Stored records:
_ _ _

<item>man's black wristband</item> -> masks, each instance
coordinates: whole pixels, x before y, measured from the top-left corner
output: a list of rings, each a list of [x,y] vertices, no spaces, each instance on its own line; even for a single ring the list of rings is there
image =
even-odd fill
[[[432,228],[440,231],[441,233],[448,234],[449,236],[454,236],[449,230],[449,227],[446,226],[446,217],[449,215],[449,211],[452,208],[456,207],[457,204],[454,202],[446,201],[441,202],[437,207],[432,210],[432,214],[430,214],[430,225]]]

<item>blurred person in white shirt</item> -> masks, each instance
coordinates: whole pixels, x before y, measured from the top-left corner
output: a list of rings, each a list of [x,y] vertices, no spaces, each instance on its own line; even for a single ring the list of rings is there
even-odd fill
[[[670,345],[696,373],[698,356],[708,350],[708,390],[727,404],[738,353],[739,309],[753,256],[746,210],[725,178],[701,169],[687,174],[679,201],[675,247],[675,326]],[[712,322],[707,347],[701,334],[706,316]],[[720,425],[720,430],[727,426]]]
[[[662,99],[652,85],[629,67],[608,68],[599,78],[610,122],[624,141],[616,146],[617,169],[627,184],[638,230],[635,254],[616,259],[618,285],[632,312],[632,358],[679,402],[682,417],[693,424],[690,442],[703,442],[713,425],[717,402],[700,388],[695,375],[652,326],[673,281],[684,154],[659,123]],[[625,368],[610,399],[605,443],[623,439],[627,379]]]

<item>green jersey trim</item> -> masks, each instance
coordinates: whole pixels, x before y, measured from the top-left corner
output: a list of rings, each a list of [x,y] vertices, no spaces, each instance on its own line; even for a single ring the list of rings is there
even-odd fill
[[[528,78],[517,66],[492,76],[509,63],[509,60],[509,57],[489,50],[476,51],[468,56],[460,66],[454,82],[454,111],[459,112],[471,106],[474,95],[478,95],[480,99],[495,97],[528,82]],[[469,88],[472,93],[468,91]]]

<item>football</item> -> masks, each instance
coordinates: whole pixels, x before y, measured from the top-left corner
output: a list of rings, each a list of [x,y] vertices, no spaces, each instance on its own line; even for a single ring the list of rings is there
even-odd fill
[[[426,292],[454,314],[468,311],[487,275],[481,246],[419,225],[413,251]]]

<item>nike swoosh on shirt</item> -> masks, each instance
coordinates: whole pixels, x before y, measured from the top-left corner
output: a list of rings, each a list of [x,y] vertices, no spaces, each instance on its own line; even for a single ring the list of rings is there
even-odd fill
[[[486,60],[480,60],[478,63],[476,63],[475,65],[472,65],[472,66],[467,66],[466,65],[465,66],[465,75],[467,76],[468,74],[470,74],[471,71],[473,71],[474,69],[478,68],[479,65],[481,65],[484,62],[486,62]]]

_ _ _

• _About this task_
Scan the records for the string "masks" and report each line where it occurs.

• _Response to this exercise_
<item>man's black wristband</item> -> masks, each instance
<item>blurred person in white shirt</item> -> masks, each instance
<item>green jersey trim</item> -> masks, each instance
<item>football</item> -> masks, each instance
<item>nike swoosh on shirt</item> -> masks, each instance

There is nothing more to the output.